WHAT IS NEEDED:
Where a line in the records below includes "instance", pull that line out.

DATA PROVIDED:

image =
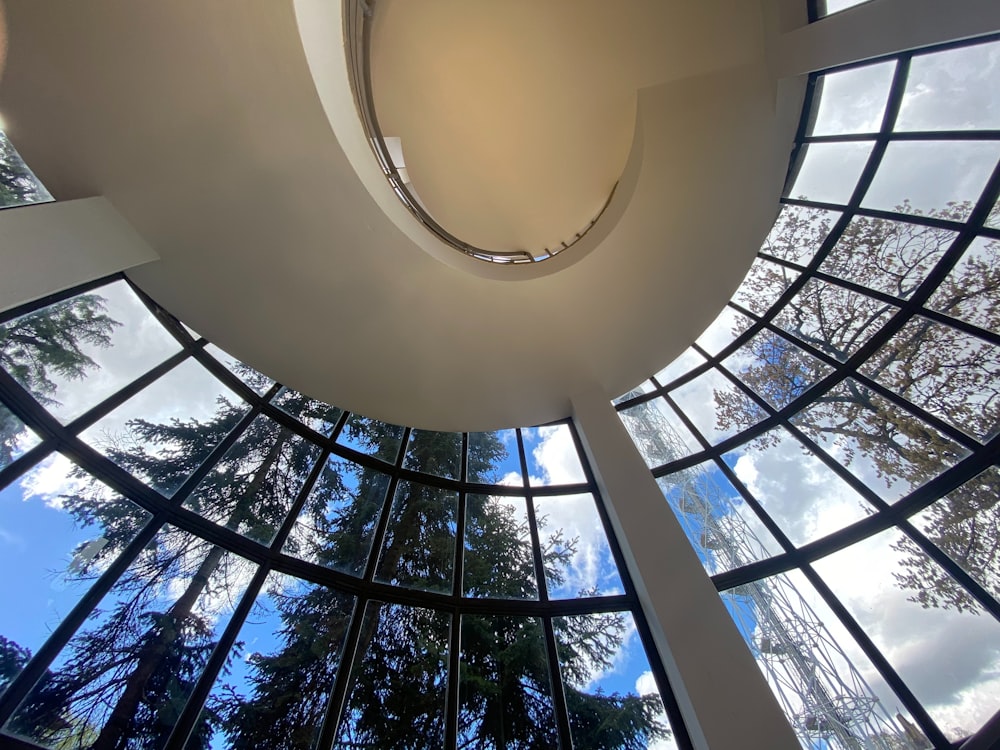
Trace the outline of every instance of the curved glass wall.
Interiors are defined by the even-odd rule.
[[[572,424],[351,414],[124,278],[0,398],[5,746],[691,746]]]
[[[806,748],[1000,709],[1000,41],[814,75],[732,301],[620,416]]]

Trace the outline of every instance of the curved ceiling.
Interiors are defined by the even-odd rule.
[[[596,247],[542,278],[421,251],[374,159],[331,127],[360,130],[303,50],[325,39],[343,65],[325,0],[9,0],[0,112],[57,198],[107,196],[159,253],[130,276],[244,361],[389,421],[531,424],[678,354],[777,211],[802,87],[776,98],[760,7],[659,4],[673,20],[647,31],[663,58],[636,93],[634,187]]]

...

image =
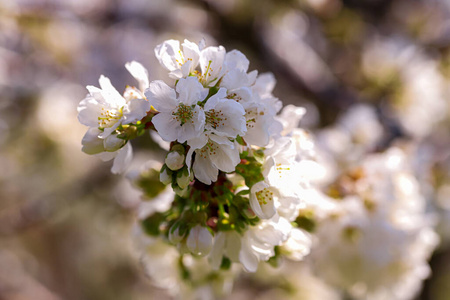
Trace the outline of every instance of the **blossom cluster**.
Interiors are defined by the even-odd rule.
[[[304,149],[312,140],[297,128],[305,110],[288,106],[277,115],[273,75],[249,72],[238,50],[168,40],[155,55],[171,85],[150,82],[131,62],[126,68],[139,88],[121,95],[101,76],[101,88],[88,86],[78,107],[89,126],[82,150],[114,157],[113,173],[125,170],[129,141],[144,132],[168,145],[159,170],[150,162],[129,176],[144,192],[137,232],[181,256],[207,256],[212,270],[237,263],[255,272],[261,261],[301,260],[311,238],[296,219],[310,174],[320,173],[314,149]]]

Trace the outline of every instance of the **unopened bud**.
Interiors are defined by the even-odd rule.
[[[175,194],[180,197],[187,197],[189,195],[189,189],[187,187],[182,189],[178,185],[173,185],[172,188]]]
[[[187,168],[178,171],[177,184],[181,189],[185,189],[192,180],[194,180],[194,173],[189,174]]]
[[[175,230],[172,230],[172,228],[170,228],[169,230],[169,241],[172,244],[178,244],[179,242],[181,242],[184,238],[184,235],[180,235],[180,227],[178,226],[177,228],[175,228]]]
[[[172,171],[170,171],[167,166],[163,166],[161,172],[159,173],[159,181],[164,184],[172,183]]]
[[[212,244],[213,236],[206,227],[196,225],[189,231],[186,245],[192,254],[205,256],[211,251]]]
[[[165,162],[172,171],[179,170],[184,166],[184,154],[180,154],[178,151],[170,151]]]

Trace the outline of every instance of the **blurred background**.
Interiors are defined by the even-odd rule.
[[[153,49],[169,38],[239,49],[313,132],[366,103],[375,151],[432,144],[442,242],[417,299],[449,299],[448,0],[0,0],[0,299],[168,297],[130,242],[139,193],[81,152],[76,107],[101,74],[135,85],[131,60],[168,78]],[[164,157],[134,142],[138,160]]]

EXERCISE RESPONSE:
Trace the outline of every instance of the curved glass wall.
Trace the outline of every instance of the curved ceiling.
Trace the outline of every instance of the **blossom cluster**.
Trace the outline of every instance of the **unopened bud**.
Trace the outline of every instance of the **blurred background**.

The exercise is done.